*SOURCE EXTRACT*
((

On Day 3 of the government shutdown, with no resolution in sight, President Obama turned up the heat on House Speaker John Boehner, R-Ohio, arguing that the speaker could single-handedly end the current stalemate by putting a spending bill up for a vote.

"If the Speaker of the House John Boehner simply let the bill get on the floor... the shutdown would end today," Mr. Obama said while visiting a construction business in Rockville, Md. "The only thing that is keeping the government shut down, the only thing preventing people from going back to work, and basic research from starting back up... is that Speaker John Boehner won't even let the bill get a yes-or-no vote because he doesn't want to anger he extremists in his party."

Some federal operations shut down on Tuesday because Republicans have insisted on using government funding legislation to modify the Affordable Care Act -- something Democrats have refused to do. The Democratic-led Senate did pass a government spending bill with no strings attached, but it has yet to make its way back to the House floor.

))

*ENTRIES PROVIDED*
((

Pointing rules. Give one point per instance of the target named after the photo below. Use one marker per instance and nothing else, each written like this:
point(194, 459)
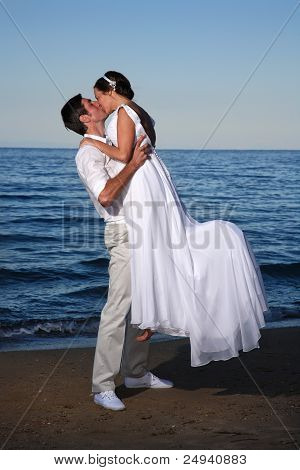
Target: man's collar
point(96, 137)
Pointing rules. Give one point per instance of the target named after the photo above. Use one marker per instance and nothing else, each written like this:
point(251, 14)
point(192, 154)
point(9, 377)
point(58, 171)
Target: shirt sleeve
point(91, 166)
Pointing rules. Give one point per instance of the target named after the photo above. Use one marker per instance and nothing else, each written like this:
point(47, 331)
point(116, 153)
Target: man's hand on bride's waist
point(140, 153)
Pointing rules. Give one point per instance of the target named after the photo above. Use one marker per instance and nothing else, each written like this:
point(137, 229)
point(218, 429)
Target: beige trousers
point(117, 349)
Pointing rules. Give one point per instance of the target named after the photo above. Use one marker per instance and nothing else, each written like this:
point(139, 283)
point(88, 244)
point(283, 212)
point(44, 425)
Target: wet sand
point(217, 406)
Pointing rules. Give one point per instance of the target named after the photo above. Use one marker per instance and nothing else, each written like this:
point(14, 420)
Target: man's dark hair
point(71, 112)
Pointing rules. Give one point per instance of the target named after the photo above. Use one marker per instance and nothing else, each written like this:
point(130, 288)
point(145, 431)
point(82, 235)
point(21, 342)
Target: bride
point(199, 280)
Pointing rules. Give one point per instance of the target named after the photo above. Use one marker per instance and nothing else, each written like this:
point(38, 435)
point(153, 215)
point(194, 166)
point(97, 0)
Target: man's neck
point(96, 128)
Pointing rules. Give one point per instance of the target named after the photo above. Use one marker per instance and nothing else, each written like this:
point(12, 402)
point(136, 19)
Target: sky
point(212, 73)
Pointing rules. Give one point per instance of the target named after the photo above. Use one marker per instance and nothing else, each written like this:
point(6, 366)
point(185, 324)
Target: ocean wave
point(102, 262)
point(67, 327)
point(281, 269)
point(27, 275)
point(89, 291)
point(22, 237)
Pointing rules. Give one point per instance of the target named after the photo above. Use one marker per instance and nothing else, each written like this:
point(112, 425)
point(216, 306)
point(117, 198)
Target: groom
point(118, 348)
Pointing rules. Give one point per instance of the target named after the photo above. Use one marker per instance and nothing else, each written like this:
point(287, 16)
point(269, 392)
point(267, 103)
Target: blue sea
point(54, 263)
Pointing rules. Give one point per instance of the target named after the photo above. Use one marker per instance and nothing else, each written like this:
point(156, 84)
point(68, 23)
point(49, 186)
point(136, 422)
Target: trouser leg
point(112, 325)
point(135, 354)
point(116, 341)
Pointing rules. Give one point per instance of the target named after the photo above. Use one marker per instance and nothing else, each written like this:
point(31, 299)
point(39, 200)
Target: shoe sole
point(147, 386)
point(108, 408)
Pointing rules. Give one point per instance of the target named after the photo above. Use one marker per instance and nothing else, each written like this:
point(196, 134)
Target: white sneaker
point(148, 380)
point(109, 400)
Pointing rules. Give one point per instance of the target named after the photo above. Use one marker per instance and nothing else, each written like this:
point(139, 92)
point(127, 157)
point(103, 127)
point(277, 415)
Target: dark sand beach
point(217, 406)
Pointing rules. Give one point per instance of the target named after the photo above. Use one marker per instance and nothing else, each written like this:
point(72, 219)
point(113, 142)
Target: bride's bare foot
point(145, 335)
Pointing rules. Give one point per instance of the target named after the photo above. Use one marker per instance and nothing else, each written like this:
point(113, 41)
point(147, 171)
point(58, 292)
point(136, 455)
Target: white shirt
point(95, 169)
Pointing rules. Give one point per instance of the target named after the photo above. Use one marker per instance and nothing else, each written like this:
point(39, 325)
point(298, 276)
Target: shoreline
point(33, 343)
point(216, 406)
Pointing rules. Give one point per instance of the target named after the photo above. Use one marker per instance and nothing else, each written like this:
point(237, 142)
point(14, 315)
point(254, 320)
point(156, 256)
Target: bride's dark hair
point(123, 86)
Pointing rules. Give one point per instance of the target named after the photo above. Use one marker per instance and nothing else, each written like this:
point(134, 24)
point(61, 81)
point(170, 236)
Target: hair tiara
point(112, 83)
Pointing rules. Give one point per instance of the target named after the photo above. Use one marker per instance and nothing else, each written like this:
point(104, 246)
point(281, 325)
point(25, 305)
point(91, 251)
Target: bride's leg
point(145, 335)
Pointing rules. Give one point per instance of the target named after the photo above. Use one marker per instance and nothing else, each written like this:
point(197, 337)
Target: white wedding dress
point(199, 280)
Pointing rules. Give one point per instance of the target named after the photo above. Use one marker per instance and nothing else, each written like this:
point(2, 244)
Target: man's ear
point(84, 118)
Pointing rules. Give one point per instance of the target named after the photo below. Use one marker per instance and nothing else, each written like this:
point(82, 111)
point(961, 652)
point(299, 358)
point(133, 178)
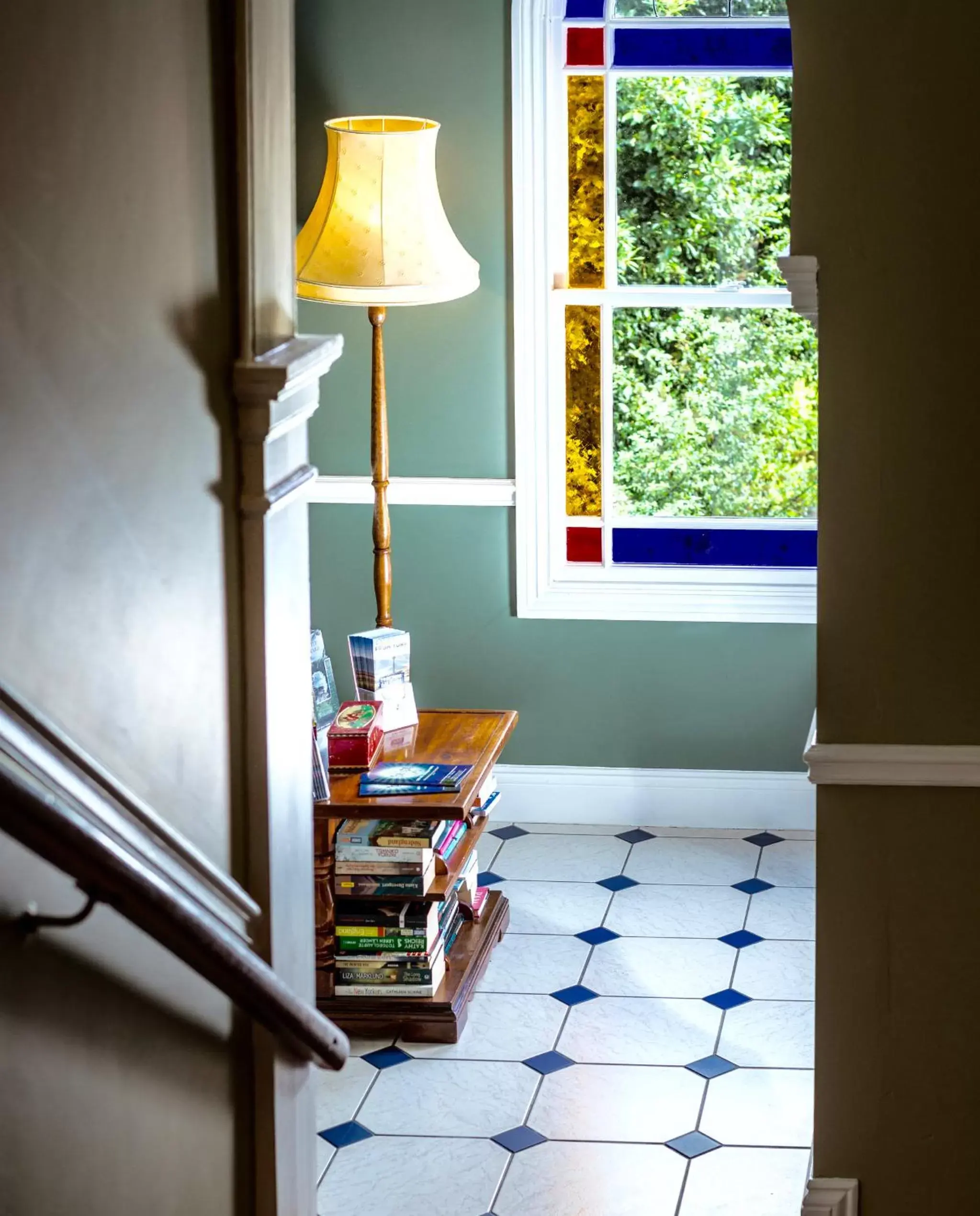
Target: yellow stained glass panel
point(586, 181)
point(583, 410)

))

*SET PROBLEM*
Print the shutdown passage above, everything from "Some federal operations" down to "the House floor.".

*WRITTEN ANSWER*
Some federal operations shut down on Tuesday because Republicans have insisted on using government funding legislation to modify the Affordable Care Act -- something Democrats have refused to do. The Democratic-led Senate did pass a government spending bill with no strings attached, but it has yet to make its way back to the House floor.